From the Courts

November 1, 2015 | Insurance Coverage

Private Settlements of FLSA Claims Require Court or DOL Approval, Second Circuit Rules

The plaintiff in this case worked at both Freeport Pancake House, Inc., and W.P.S. Industries, Inc. (together, Freeport Pancake House) as a restaurant server and manager over the course of several years. In August 2012, the plaintiff sued Freeport Pancake House, seeking to recover overtime wages, liquidated damages, and attorneys’ fees under the federal Fair Labor Standards Act (FLSA) and under New York labor law. The plaintiff also alleged that he had been demoted, and ultimately fired, for complaining about Freeport Pancake House’s failure to pay him and other employees the required overtime wage.

The plaintiff sought back pay, front pay in lieu of reinstatement, and damages for the unlawful retaliation. Freeport Pancake House denied the plaintiff’s allegations.

The parties agreed on a private settlement of the plaintiff’s action. The parties then filed a joint stipulation and order of dismissal with prejudice with the U.S. District Court for the Eastern District of New York.

The district court declined to accept the stipulation as submitted, concluding that the plaintiff could not agree to a private settlement of his FLSA claims without either the approval of the district court itself or the supervision of the U.S. Department of Labor (DOL). The district court directed the parties to file a copy of the settlement agreement on the public docket and to show cause why the proposed settlement reflected a “reasonable compromise” of disputed issues rather than a mere waiver of statutory rights brought about by “an employer’s overreaching.”

-=-=-=-=-

TO DO:
Carry on the report on the Second Circuit's FLSA settlement ruling, starting after its final sentence.

-=-=-=-=-

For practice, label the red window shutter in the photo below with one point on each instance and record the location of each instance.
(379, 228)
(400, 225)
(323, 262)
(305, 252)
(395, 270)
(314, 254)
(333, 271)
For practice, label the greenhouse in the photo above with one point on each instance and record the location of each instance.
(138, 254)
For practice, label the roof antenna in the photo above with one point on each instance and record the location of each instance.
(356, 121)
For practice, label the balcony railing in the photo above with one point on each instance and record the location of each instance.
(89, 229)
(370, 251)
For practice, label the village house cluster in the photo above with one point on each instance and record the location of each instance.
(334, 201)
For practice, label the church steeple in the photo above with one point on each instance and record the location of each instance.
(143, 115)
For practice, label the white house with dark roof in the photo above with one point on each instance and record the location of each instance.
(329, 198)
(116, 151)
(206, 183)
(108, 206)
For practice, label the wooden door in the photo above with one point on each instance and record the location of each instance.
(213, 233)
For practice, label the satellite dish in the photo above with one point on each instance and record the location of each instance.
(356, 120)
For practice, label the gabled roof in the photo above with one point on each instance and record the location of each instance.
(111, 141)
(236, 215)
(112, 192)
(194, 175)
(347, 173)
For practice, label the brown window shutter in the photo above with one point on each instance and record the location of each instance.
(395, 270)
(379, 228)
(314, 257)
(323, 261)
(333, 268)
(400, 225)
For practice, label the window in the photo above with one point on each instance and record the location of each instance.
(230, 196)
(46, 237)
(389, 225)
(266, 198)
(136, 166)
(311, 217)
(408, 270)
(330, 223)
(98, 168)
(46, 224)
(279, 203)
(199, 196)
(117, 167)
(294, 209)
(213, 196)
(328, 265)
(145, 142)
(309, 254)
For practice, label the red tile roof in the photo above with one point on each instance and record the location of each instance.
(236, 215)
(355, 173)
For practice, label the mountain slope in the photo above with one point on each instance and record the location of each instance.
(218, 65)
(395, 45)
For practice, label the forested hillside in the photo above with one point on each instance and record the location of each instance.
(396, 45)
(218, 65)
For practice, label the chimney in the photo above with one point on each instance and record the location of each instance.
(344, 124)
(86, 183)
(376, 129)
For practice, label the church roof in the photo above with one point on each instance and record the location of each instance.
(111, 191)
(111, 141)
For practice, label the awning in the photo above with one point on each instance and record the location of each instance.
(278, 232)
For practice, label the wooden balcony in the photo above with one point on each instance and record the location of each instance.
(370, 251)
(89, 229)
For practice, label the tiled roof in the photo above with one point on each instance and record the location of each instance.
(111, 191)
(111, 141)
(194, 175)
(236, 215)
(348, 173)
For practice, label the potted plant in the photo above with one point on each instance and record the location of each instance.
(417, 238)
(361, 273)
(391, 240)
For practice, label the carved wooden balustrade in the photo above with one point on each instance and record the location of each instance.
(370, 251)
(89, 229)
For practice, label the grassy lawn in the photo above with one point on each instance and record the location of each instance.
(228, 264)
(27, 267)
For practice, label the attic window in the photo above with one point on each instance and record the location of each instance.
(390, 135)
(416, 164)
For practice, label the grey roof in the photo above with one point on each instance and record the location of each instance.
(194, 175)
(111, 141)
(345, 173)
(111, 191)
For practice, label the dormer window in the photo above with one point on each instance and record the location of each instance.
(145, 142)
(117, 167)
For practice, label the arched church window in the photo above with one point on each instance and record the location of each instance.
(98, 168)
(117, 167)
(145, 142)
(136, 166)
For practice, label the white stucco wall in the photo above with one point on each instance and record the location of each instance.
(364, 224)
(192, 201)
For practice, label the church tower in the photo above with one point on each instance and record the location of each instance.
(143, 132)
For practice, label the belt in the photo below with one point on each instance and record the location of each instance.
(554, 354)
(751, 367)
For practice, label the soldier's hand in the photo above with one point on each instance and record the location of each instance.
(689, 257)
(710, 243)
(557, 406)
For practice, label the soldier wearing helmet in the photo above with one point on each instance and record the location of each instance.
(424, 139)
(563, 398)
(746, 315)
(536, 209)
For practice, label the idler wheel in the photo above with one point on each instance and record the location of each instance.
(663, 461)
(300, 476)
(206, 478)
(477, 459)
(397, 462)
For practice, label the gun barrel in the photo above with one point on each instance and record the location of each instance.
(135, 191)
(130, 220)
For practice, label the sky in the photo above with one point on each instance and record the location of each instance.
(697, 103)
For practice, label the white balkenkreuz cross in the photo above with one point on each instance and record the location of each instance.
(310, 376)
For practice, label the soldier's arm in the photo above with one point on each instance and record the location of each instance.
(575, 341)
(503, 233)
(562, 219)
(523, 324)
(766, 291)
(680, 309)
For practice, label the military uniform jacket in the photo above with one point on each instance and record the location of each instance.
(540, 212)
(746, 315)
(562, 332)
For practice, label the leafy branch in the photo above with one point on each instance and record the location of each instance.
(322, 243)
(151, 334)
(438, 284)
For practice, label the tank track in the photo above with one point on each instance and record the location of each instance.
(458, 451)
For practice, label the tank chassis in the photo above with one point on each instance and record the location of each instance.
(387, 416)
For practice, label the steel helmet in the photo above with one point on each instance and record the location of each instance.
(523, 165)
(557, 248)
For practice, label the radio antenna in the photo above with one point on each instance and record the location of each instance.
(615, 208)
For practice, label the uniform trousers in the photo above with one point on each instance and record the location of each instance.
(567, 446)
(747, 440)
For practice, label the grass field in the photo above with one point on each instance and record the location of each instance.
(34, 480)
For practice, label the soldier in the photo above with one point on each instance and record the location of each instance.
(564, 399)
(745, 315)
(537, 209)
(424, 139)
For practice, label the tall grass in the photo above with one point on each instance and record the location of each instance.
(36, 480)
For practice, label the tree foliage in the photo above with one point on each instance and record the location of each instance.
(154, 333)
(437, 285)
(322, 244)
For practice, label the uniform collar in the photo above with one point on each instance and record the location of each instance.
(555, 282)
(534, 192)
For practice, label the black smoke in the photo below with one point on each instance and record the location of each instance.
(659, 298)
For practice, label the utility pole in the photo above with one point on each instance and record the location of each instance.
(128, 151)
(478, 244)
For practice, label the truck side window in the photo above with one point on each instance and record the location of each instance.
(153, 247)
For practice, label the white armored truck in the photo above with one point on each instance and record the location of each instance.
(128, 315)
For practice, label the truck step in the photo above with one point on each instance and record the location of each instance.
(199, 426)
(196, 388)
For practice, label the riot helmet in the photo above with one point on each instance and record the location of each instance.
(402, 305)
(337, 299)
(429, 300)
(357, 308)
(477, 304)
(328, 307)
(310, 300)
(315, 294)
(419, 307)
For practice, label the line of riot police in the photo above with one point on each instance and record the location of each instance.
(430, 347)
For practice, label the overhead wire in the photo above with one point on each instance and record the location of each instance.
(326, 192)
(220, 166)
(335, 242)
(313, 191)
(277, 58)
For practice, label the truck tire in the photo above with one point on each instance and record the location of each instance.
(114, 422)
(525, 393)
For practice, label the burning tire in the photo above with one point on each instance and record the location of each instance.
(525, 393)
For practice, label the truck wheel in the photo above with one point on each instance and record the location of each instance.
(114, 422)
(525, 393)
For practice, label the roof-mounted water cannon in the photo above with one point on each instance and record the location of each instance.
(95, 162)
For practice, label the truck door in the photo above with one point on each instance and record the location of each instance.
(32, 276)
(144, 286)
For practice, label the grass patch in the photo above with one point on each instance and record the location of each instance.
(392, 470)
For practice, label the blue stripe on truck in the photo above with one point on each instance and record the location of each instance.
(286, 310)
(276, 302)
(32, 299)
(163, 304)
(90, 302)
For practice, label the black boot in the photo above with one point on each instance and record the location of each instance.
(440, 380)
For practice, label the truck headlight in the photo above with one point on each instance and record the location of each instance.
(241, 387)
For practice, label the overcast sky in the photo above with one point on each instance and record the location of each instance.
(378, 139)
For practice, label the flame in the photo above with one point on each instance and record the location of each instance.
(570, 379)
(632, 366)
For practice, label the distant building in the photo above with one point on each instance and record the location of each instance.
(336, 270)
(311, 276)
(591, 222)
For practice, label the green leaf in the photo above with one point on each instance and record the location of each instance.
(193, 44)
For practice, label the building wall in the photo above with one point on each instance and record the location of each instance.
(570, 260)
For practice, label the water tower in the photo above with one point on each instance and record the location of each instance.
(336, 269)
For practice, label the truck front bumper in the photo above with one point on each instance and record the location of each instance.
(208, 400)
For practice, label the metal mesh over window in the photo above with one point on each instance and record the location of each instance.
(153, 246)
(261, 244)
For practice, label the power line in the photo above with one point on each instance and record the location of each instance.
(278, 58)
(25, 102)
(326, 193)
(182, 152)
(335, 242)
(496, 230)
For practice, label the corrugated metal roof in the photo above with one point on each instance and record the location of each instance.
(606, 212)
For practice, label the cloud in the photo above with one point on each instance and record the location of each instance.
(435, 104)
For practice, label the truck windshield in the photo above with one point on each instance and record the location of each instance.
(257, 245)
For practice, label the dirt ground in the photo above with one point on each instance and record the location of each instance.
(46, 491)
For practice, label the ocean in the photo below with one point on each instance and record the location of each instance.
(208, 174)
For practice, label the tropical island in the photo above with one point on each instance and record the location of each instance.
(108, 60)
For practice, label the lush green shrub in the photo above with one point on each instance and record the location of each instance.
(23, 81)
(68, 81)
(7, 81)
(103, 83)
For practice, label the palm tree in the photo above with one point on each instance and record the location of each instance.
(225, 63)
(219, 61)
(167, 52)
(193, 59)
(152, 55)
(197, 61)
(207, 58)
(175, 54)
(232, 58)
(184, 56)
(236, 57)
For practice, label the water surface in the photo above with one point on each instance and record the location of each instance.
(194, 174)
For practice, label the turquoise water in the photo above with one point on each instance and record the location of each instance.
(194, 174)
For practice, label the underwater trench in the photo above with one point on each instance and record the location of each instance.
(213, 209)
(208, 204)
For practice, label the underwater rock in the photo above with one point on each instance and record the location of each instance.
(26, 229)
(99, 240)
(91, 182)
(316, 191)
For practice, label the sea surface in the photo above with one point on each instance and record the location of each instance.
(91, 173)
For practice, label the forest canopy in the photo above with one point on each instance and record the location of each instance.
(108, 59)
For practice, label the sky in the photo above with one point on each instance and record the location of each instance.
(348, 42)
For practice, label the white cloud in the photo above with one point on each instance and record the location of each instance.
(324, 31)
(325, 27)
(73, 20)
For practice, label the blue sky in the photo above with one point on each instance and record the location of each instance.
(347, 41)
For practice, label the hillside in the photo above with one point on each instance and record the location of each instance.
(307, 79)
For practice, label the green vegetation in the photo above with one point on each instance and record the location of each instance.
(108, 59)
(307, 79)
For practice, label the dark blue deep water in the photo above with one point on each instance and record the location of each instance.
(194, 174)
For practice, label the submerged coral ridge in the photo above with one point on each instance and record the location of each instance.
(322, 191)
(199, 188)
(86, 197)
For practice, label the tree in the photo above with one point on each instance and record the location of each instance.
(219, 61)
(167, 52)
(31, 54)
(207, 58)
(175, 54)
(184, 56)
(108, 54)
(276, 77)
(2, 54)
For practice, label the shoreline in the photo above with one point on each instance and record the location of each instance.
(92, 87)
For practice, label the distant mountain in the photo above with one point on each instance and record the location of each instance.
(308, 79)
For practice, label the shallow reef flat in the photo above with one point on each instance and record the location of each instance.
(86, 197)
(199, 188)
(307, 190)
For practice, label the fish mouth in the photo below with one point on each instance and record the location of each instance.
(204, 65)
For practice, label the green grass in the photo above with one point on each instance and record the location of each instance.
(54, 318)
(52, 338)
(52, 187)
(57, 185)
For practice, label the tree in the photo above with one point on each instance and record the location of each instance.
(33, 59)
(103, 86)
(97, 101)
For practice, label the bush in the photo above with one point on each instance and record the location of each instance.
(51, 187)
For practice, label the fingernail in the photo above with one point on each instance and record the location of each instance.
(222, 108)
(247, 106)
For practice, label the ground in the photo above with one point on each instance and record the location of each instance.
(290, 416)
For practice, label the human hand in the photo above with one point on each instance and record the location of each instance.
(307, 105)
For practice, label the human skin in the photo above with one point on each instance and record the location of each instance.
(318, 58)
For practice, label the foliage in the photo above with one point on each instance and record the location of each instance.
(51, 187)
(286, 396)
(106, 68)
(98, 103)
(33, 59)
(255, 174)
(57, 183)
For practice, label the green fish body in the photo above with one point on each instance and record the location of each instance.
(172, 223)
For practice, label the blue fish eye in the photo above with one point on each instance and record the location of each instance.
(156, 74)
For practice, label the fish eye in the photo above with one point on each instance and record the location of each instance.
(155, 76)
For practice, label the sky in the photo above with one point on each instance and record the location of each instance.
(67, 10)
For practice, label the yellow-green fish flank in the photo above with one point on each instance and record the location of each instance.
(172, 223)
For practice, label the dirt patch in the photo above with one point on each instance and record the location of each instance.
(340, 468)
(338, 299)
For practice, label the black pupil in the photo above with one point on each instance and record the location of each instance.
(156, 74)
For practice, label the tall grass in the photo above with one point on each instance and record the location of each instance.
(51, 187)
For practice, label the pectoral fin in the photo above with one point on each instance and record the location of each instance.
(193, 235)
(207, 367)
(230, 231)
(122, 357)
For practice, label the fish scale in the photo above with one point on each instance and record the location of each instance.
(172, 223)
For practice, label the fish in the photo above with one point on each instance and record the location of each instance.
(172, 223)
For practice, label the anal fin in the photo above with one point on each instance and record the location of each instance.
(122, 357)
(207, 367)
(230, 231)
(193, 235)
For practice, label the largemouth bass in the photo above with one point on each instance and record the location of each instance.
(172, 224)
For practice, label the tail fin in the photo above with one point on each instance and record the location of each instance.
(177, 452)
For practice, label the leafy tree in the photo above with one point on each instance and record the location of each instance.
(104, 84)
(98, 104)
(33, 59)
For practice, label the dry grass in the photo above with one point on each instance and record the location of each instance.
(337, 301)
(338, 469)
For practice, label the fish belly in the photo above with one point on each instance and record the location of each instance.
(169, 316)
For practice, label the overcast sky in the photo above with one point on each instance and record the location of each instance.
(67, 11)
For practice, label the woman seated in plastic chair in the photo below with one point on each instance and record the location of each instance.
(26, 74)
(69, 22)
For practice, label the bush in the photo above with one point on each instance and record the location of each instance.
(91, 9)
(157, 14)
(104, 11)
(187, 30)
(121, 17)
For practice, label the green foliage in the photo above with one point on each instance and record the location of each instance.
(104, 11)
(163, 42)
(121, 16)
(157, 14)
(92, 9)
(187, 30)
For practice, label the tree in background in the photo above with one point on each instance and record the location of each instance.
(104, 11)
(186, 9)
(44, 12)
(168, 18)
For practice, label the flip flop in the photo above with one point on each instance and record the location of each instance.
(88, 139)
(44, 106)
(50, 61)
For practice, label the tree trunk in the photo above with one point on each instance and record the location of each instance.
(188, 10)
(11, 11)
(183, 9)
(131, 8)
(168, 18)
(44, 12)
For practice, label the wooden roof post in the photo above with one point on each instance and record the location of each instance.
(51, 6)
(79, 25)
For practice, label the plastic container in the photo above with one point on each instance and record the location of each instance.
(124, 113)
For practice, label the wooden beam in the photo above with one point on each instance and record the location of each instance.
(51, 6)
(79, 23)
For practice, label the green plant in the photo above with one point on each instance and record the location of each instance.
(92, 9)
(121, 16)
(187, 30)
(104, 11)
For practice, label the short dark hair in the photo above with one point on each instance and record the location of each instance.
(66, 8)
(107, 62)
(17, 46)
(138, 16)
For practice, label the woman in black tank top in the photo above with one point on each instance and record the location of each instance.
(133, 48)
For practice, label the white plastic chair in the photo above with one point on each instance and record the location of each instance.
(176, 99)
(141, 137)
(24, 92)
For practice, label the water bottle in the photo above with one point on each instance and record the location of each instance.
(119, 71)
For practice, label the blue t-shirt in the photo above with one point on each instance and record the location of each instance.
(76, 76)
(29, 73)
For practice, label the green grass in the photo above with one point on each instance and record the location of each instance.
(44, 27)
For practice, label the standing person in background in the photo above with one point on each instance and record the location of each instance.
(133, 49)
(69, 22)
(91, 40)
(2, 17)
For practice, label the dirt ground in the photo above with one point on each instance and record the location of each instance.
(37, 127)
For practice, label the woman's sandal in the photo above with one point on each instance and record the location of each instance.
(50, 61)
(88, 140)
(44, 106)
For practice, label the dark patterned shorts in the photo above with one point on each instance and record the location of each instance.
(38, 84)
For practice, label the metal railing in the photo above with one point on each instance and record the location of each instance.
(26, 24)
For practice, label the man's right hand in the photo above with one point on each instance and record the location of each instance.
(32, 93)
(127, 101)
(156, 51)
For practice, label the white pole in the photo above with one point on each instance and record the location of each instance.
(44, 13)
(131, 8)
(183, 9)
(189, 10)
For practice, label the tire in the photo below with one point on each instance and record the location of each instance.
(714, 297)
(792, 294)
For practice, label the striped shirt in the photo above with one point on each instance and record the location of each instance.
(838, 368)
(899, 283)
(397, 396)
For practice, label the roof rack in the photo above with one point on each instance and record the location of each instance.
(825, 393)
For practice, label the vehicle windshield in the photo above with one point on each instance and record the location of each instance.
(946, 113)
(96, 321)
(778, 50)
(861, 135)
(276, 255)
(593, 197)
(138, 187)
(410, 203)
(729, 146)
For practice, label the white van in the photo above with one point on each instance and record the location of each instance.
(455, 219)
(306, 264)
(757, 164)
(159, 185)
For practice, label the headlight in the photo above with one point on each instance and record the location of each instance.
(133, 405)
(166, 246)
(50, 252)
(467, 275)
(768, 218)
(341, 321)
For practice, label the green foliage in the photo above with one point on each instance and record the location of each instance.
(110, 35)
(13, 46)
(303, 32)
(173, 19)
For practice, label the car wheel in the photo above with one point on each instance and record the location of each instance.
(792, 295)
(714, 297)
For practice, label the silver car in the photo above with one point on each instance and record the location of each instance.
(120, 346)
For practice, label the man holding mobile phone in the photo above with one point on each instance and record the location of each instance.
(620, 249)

-=-=-=-=-

RESULT:
The district court further ordered the parties to show cause by providing the court with additional information in the form of affidavits or other documentary evidence explaining why the proposed settlement was fair and reasonable.

Rather than disclose the terms of their settlement, the parties instead asked the district court to stay further proceedings and to certify to the U.S. Court of Appeals for the Second Circuit the question of whether FLSA actions were an exception to the general rule in federal court that parties may stipulate to the dismissal of an action without the involvement of the court. The district court stayed the case and certified the question to the Second Circuit.

The Second Circuit affirmed the district court’s decision, ruling that “stipulated dismissals settling FLSA claims with prejudice require the approval of the district court or the DOL to take effect.” The circuit court concluded that that was required even where the employees were represented by counsel. [Cheeks v. Freeport Pancake House, Inc., 2015 U.S. App. Lexis 13815 (2d Cir. Aug. 7, 2015).]

After Describing Standard for Reviewing Plan Administrator’s Decision, Circuit Upholds Ruling

The plaintiff in this case sued her employer, American Airlines, Inc., and the American Airlines Pension Benefits Administration Committee (PBAC) under the Employment Retirement Income Security Act of 1974 (ERISA). The plaintiff sought a refund of insurance premiums from American’s group life and health benefits plan that she paid for medical coverage of her daughter on the ground that the coverage had erroneously been reinstated upon the plaintiff’s return to work from a four-year leave of absence.

The U.S. District Court for the Southern District of Florida ruled in favor of the defendants, and the plaintiff appealed to the U.S. Court of Appeals for the Eleventh Circuit.

The circuit court affirmed the district court’s decision, rejecting the plaintiff’s argument that the district court had erred in granting summary judgment in favor of the defendants.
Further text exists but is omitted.